Instructions for the task =>
Recast every line of the records below as a numbered list, skipping blank lines and leaving the picture out.

Rows =>
***
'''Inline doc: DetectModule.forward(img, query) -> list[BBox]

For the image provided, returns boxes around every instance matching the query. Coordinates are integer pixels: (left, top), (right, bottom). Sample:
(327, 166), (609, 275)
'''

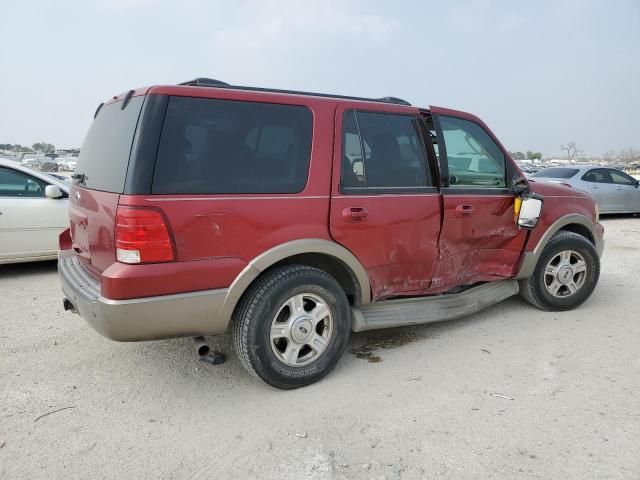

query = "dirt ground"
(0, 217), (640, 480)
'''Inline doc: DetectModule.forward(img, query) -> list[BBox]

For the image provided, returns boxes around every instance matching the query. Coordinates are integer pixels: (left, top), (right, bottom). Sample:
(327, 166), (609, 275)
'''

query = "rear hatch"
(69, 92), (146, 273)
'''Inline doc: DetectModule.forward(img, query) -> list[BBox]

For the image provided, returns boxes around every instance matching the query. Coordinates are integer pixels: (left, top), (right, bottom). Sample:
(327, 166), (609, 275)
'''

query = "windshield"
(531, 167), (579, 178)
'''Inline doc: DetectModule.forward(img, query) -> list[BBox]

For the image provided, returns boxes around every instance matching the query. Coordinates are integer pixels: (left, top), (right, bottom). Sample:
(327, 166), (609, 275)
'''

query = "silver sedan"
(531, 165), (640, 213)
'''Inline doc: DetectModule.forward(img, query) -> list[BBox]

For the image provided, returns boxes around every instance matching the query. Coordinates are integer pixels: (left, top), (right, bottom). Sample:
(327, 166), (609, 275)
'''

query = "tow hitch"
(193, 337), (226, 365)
***
Response to the exercise =>
1. '''Inline doc: DetectModule.forward(img, query) -> list[BBox]
2. For the image provided, returns boxes around every instance matching the query. Coordinates are integer pixels: (left, top), (right, bottom). Sample:
3. (327, 166), (609, 275)
4. '''
5. query = "dirt ground"
6. (0, 217), (640, 480)
7. '''Inline doc: DetectModule.forward(img, query) -> list[BBox]
8. For the image provided, returns boxes around every instance matching the query. Coordinates are integer pixels: (left, top), (right, bottom). Sample:
9. (327, 166), (609, 275)
10. '''
11. query = "rear hatch"
12. (69, 92), (146, 273)
13. '''Inline doc: DetectModule.forward(img, query) -> list[BBox]
14. For the image provided, returns boxes around every instance matching the query. Coordinates are integer pixels: (left, top), (right, bottom). Sample:
15. (327, 166), (609, 275)
16. '''
17. query = "windshield"
18. (531, 167), (579, 178)
19. '''Inline doc: DetectModule.forward(img, query) -> list[BBox]
20. For the image provided, returns boxes around every instance matching the query. Coordinates are integer pixels: (left, top), (right, bottom). Sample:
21. (327, 166), (609, 275)
22. '''
23. query = "silver sedan"
24. (531, 165), (640, 213)
25. '''Inline doc: DetectModule.forward(img, query) -> list[BBox]
26. For the image provided, returns boxes around every instance matching the query. Coordinates are integer pixels: (left, top), (right, bottom). Sample:
27. (327, 166), (609, 275)
28. '''
29. query = "tow hitch"
30. (193, 337), (226, 365)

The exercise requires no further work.